** Opening Records for this exercise block **
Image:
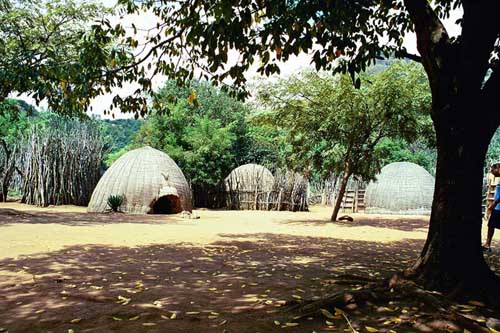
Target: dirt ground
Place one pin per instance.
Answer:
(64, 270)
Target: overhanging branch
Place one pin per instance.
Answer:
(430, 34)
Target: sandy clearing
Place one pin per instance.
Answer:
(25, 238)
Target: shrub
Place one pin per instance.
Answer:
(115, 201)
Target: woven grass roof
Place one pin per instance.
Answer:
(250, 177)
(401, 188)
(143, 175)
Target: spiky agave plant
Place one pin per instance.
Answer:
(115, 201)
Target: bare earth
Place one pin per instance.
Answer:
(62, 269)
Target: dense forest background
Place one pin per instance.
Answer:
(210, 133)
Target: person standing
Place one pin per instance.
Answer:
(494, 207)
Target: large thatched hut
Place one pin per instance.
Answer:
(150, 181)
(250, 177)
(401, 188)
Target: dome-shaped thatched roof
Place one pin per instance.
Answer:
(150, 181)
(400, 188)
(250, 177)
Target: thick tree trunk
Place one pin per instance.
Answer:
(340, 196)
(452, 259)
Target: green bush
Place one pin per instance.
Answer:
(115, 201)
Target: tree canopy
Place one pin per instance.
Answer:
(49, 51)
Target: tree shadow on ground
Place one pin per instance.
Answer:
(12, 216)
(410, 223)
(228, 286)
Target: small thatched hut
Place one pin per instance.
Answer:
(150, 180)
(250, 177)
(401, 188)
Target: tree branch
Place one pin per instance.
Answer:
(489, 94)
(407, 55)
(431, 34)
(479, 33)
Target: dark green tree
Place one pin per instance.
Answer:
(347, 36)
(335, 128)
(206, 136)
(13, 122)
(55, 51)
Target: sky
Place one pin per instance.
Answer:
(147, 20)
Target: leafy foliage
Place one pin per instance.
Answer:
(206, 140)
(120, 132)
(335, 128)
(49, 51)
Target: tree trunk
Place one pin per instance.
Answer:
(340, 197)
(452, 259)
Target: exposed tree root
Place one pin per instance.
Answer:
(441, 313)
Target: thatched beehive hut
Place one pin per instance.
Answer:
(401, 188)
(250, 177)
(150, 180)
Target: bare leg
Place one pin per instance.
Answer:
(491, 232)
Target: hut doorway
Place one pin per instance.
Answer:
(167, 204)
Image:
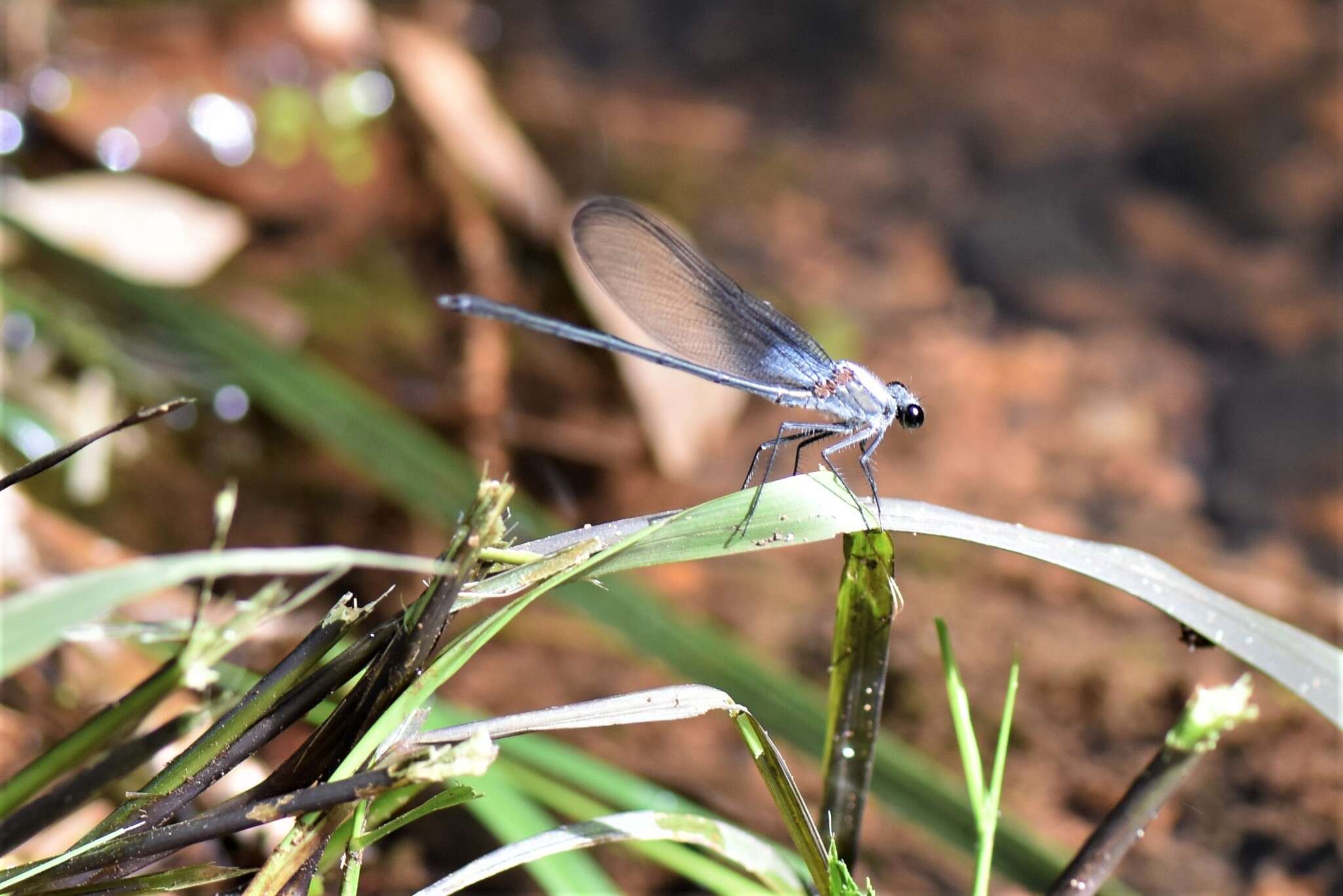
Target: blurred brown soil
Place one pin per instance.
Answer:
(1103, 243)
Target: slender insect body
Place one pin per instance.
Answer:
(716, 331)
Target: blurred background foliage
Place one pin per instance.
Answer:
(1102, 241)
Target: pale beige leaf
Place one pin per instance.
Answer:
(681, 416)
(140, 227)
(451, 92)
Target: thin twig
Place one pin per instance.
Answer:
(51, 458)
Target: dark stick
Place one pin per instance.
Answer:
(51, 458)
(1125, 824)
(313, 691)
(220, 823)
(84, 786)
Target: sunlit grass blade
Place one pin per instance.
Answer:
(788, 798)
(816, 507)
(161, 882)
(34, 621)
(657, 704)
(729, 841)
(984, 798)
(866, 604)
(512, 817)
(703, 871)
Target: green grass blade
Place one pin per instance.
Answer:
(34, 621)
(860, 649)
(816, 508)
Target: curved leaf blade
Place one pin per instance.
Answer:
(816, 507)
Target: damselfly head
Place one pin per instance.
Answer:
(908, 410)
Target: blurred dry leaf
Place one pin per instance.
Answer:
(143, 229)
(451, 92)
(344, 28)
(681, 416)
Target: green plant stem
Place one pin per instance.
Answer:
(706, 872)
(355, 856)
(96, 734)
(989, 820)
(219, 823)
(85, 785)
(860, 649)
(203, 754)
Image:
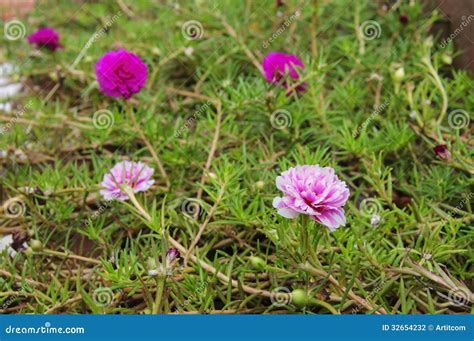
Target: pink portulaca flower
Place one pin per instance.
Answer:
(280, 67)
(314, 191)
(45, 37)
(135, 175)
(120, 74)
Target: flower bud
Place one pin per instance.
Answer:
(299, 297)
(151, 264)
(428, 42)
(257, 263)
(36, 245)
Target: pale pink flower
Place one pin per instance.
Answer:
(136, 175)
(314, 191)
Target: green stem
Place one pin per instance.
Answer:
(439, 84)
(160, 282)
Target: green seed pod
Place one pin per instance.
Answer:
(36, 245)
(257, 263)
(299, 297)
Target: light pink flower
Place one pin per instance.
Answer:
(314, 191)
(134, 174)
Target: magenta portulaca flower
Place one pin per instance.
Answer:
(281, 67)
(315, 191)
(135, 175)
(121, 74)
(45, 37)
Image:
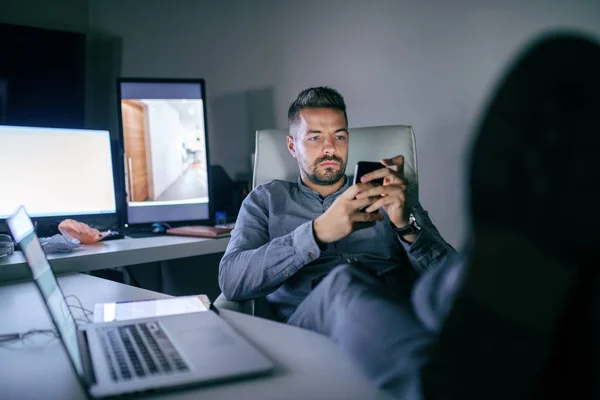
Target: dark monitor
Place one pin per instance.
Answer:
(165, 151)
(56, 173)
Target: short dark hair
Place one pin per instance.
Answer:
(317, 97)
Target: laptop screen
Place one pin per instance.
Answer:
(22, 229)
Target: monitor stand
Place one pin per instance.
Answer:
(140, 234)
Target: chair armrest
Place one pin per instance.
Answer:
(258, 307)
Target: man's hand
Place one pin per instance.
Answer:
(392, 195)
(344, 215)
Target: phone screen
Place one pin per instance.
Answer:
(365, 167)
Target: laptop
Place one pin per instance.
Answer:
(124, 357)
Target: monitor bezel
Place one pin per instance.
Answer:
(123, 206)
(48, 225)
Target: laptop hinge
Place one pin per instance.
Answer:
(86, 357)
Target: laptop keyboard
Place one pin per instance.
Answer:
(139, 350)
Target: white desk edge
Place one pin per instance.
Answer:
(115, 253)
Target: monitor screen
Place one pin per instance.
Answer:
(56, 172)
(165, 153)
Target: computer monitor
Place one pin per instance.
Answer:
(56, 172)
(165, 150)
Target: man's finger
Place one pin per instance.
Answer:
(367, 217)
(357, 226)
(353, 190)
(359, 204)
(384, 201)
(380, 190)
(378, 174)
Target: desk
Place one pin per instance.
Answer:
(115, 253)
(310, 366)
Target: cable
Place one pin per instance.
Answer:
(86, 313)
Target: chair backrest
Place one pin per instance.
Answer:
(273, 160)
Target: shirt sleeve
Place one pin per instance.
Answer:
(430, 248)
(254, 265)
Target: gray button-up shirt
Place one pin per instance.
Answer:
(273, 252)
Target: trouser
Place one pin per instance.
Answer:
** Closing Records for this exercise block **
# Task brief
An exact transcription of the data above is needed, without the pictures.

# Response area
Image:
Target: dirt ground
Place one pin per instance.
Answer:
(64, 270)
Target: overhanging branch
Place one pin per instance.
Answer:
(430, 34)
Target: sandy clearing
Place one pin per instance.
Answer:
(25, 238)
Target: shrub
Place one pin per instance.
Answer:
(115, 201)
Target: woven grass roof
Place one pin per instance.
Answer:
(250, 177)
(401, 188)
(143, 175)
Target: spiky agave plant
Place one pin per instance.
Answer:
(115, 201)
Target: bare earth
Place one pin per instance.
Answer:
(62, 269)
Target: dense forest background
Place one pin per instance.
Answer:
(210, 133)
Target: person standing
Place one pin per instance.
Answer:
(494, 207)
Target: large thatched hut
Place one pin per instance.
Answer:
(150, 181)
(250, 177)
(401, 188)
Target: dome-shaped thatched roof
Place one pin per instance.
Answer:
(150, 181)
(400, 188)
(250, 177)
Target: thick tree trunk
Place one pin per instance.
Answer:
(340, 196)
(452, 259)
Target: green bush
Place one pin per instance.
Answer:
(115, 201)
Target: tree canopy
Place one pin per instance.
Answer:
(49, 51)
Target: tree shadow on ground
Place one pin per instance.
Answer:
(12, 216)
(410, 223)
(228, 286)
Target: small thatched hut
Place one pin per instance.
Answer:
(150, 180)
(250, 177)
(401, 188)
Target: tree branch
Place one pin per instance.
Answer:
(489, 94)
(407, 55)
(431, 34)
(479, 33)
Target: dark green tree
Place one pin per instance.
Answer:
(347, 36)
(335, 128)
(206, 136)
(13, 122)
(55, 51)
Target: sky
Place one pin per instance.
Answer:
(147, 20)
Target: leafy foliage
Place one pin per instance.
Answer:
(206, 140)
(120, 132)
(335, 128)
(49, 51)
Target: tree trunk
Place one pin per instance.
Answer:
(340, 197)
(452, 259)
Target: exposed tree root
Place one pin per instance.
Answer:
(441, 313)
Target: thatched beehive hut
Place one pin per instance.
Answer:
(401, 188)
(250, 177)
(150, 180)
Target: bare leg
Place one pin per instance.
Answer:
(491, 232)
Target: hut doorway
Place one pin per instance.
Answer:
(167, 204)
Image:
Target: blurred brown soil
Place one pin per instance.
Answer:
(1103, 243)
Target: slender insect body
Place one pin per instance.
Answer:
(716, 331)
Target: blurred background foliage
Place one pin per instance.
Answer:
(1102, 241)
Target: pale beige leaf
Place one pin per instance.
Answer:
(681, 416)
(140, 227)
(451, 92)
Target: thin twig
Place one pin per instance.
Answer:
(51, 458)
Target: dark stick
Place one pin per instance.
Answer:
(51, 458)
(1125, 824)
(313, 691)
(220, 823)
(84, 786)
Target: sunlit grass blade
Place one pin per instance.
Answer:
(788, 798)
(816, 507)
(161, 882)
(34, 621)
(657, 704)
(729, 841)
(984, 798)
(866, 604)
(512, 817)
(703, 871)
Target: green grass blade
Place one pin per instance.
Answer:
(34, 621)
(860, 649)
(816, 508)
Target: curved leaf blade
Place one pin per instance.
Answer:
(816, 507)
Target: damselfly head
Place one pin per instance.
Answer:
(908, 410)
Target: blurred dry leaf
Place one pin per instance.
Answer:
(143, 229)
(451, 92)
(344, 28)
(681, 416)
Target: green plant stem
Place one pin per instance.
Answer:
(706, 872)
(355, 856)
(96, 734)
(989, 820)
(219, 823)
(85, 785)
(860, 649)
(203, 754)
Image:
Target: pink portulaca flower
Place one pin per instance.
Answer:
(280, 67)
(314, 191)
(45, 37)
(135, 175)
(120, 74)
Target: flower bud
Place one pin per instance.
Answer:
(299, 297)
(151, 264)
(428, 42)
(257, 263)
(36, 245)
Target: pale pink flower
Place one pin per instance.
Answer:
(136, 175)
(314, 191)
Target: green stem
Place one pin per instance.
Answer:
(439, 84)
(160, 282)
Target: green seed pod
Place one pin per instance.
Answer:
(36, 245)
(257, 263)
(299, 297)
Target: light pink flower
Place one pin per instance.
Answer:
(314, 191)
(134, 174)
Target: magenta portulaca flower
Place one pin per instance.
Answer:
(281, 67)
(315, 191)
(135, 175)
(121, 74)
(45, 37)
Image:
Target: dark monitor
Place one pin per instance.
Answer:
(165, 151)
(56, 173)
Target: short dark hair
Place one pin per instance.
Answer:
(317, 97)
Target: laptop screen
Place one pin per instance.
Answer:
(22, 229)
Target: monitor stand
Place one pin per instance.
Answer:
(140, 234)
Target: chair armrest
Place one pin per instance.
Answer:
(258, 307)
Target: man's hand
Place one pin per instance.
Answer:
(392, 195)
(344, 215)
Target: phone screen
Place one pin per instance.
Answer:
(365, 167)
Target: laptop
Place one pin per instance.
Answer:
(124, 357)
Target: monitor bezel
Place one pin per instance.
Answer:
(123, 206)
(48, 225)
Target: laptop hinge
Place one pin per instance.
Answer:
(86, 357)
Target: laptop keyboard
Place one pin per instance.
Answer:
(139, 350)
Target: white desk edge
Place one pin per instance.
Answer:
(115, 253)
Target: monitor screen
Place one pin per instance.
Answer:
(56, 172)
(165, 153)
Target: computer monitor
Place one pin per instance.
Answer:
(56, 172)
(165, 150)
Target: man's finger
Place one pin per instance.
Answer:
(367, 217)
(357, 226)
(353, 190)
(359, 204)
(384, 201)
(380, 190)
(378, 174)
Target: desk
Place one pin per instance.
Answer:
(115, 253)
(310, 366)
Target: cable
Place one pin per instance.
Answer:
(86, 313)
Target: chair backrest
Place one pin per instance.
Answer:
(273, 160)
Target: shirt sleeve
Place one pin per instance.
Answer:
(430, 248)
(254, 265)
Target: gray button-up shirt
Place one pin per instance.
Answer:
(273, 252)
Target: trouser
Place one pin per instance.
Answer:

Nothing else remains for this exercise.